Requests:
• A. Summarize the passage on knowledge-base searching in two sentences.
• B. Answer these questions from the passage on knowledge-base searching:
(i) How many bits long is the address portion of a packet in the addressing protocol mentioned?
(ii) What does each bridge's knowledge base hold an entry for?
(iii) Which attribute of a searching scheme does the final paragraph call important?
• C. Write the next part of the passage on knowledge-base searching, picking up after its last sentence.

Selection:
:::::

This invention relates generally to tree-based searching of a knowledge base, and more specifically, to the use of local memory to improve the speed of the searching process.
Many different applications require a search of a large data base of elements, also referred to as a knowledge base, to locate a match with a given search object. In certain applications the search object and the elements of the knowledge base comprise a string of binary bits. An example of such an application is a bridge in a communications system.
A typical communication system includes a number of devices or nodes that communicate over a plurality of connections. The system is organized into a plurality of local connections with a limited number of nodes associated with (connected to) each local connection. A network of bridges interconnects the local connections so that each device can communicate with other devices not associated with the same local connection. The bridge for each local connection monitors input traffic from other bridges in the network to determine if traffic originating at another bridge is addressed to a node connected to it locally. In response, the bridge provides a path that allows the information to pass through to the local connection. Similarly, when information is sourced from the local connection to an external destination node, the bridge allows the information to pass from the local connection to the next bridge on the path to the destination node.
Typically, the information carried between nodes is in the form of packets of binary bits that travel from the source node to the destination node across the system. A packet typically includes bits identifying the addresses of the packet's source node and the destination node. In one addressing protocol, the address portion of the packet is 48 bits long, with the remainder of the packet comprising payload information bits.
In certain systems, a bridge monitors both internally generated traffic (i.e., traffic sourced at nodes connected directly to the bridge) and also monitors externally-generated traffic (i.e., traffic sourced at nodes external to the bridge) that is broadcast to all bridges of the network. For example, information broadcast over a local area network may not be intended for all network nodes, but is monitored by each network bridge to determine whether any of the intended destination nodes are connected to the bridge. This analysis is performed by maintaining, at each bridge, a knowledge base with an entry for each of the nodes on the bridge's local connection. Thus the bridge receives externally sourced packets and searches its knowledge base to determine whether the 48-bit destination address matches any of the node addresses located on its local connection. The destination address (i.e., the search object) could have a value of any one of 2^48 or about 280 trillion possible addresses. However, the number of entries in the bridge's knowledge base will be equal only to the number of nodes connected locally to it, and therefore will be significantly less than 280 trillion.
Searching a knowledge base to determine a match to a given search object is an important requirement for many different applications. For example, the following applications rely heavily on the performance of speedy searches: data base retrieval; expert systems; robotic and state control strategy; signal recognition, including for example speech and image recognition; communications, including for example data compression and protocol processing for bridging, routing and switching applications; natural language cognitive systems; modeling operations; parsers; and compilers.
One important attribute of any searching scheme is the worst case time required to complete a search. Generally, searching schemes are implemented in a plurality of steps or cycles that each take a predetermined amount of time to complete. Thus, the maximum time to complete a search is generally reduced by minimizing the time spent at each step of the search.

:::::

Information given:
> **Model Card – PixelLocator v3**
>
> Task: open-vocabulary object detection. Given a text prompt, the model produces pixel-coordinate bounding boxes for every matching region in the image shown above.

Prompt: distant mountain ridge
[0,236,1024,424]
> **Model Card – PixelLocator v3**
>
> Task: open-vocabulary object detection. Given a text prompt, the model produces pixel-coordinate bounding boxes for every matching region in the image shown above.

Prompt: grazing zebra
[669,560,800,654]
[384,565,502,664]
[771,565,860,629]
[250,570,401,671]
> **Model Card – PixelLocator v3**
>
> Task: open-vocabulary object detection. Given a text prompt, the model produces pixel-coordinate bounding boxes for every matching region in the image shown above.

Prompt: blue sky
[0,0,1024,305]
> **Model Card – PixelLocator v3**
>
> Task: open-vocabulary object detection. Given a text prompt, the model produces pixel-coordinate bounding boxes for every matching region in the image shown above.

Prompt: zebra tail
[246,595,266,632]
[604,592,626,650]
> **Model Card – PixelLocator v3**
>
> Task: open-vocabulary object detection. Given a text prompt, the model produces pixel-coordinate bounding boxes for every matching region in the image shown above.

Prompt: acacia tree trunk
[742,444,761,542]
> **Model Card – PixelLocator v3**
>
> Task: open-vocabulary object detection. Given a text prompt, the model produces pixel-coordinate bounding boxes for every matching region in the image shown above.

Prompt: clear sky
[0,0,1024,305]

:::::

Task results:
• A. The invention concerns tree-based searching of a knowledge base and the use of local memory to speed up that search. Such searches matter in many applications, for example a network bridge checking whether a packet's 48-bit destination address matches a node on its local connection, and the worst-case search time is generally reduced by minimizing the time spent at each step.

• B.
(i) 48 bits.
(ii) Each of the nodes on the bridge's local connection.
(iii) The worst-case time required to complete a search.

• C.
A data network classification engine typically utilizes a tree search process to determine various characteristics associated with each data packet or data block that enters the network device, i.e., to classify the input data according to one or more data attributes. Since the data is conventionally presented in the form of binary bits, the classification engine compares groups of the input bits with known bit patterns, represented by entries in the tree structure. A match between the group of input bits and the bits at a tree entry directs the process to the next sequential entry in the tree. The matching processes progress through each entry of the tree until the end is reached, at which point the input bits have been characterized. Because a large number of bits must be classified in a data network, these trees can require many megabits of memory storage capacity.
The classification process finds many uses in a data communications network. The input data packets can be classified based on a priority indicator within the packet, using a tree structure where the decision paths represent the different network priority levels. Once the priority level is determined for each packet, based on a match between the input bits and the tree bits representing the available network priority levels, then the packets can be processed in priority order. As a result, the time sensitive packets (e.g., those carrying video-conference data) are processed before the time insensitive packets (a file transfer protocol (FTP) data transfer). Other packet classifications processes determine the source of the packet (for instance, so that a firewall can block all data from one or more sources), examine the packet protocol to determine which web server can best service the data, or determine network customer billing information. Information required for the reassembly of packets that have been broken up into data blocks for processing through a network processor can also be determined by a classification engine that examines certain fields in the data blocks. Packets can also be classified according to their destination address so that packets can be grouped together according to the next device they will encounter as they traverse the communications medium.
The tree structure for performing the classification process is segregated into a plurality of memory elements, providing the processor with parallel and simultaneous access to the levels of the tree structure. According to the present invention, one or more of the lower level branches of the tree can be stored on-chip with the classification engine, (i.e., the processor) thereby reducing the read cycle time for the lower level tree entries. Advantageously, there are fewer lower level tree entries as these appear near the tree root. Therefore, the on-chip storage requirements are considerably less than the storage requirements for the entire tree.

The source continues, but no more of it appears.